* _About this task_
Extract the portion of the forum post starting at "RE: Ruck/Rubal28 Apr" and ending at "to reply adequately.", keeping every word unchanged.

RE: Ruck/Rubal28 Apr 2019 10:57
Morning C7.
A posting marathon for you last night I see! I did see it late last night but too tired to reply adequately.
To clarify my personal story. I lost my wife to colon cancer nearly 7 years ago (we had been married nearly 38 years). By the time of diagnosis, the tunour was large and had breached the colon wall. After the operation, she got pneumonia and lasted only 10 weeks, mosltly spent in intensive care. I had expected her to make some sort of recovery and have perhaps 1 to 5 extra years. Planning the finances, I posted the forms to withdraw funds from a pension. Sadly, she died the next day. When the funds came through I threw them into a number of biotechs involved in cancer treatment. I had previous experience of investment including biotechs so it wasn’t entirely blind. I bought SCLP, VAL, IMM, SAR and a few others that I forget.
You are correct in recalling I sold out on two occasions. My first purchase was 15p. I averaged down as the price fell, buying at 13 and 11. It dropped to 9p and at this point I was down a lot. However, sitting tight I saw the share hit 26p and having not only made up the (paper) losses, was on a good profit. So I sold the lot. I continued to research the company and science and realised the upside was potentially far higher so bought back in. The other time I sold out was following the announcement the drug stocks were out of date. I expected a big fall. In the end, the fall wasn’t that big and recovered quickly. I wasn’t out long, and ended up with a few more shares than I had.

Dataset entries
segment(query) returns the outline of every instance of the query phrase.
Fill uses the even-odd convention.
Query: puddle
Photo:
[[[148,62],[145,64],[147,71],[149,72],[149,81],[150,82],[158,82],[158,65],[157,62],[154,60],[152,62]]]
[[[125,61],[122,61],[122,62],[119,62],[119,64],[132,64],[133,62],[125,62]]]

* _Response to the task_
RE: Ruck/Rubal28 Apr 2019 10:57
Morning C7.
A posting marathon for you last night I see! I did see it late last night but too tired to reply adequately.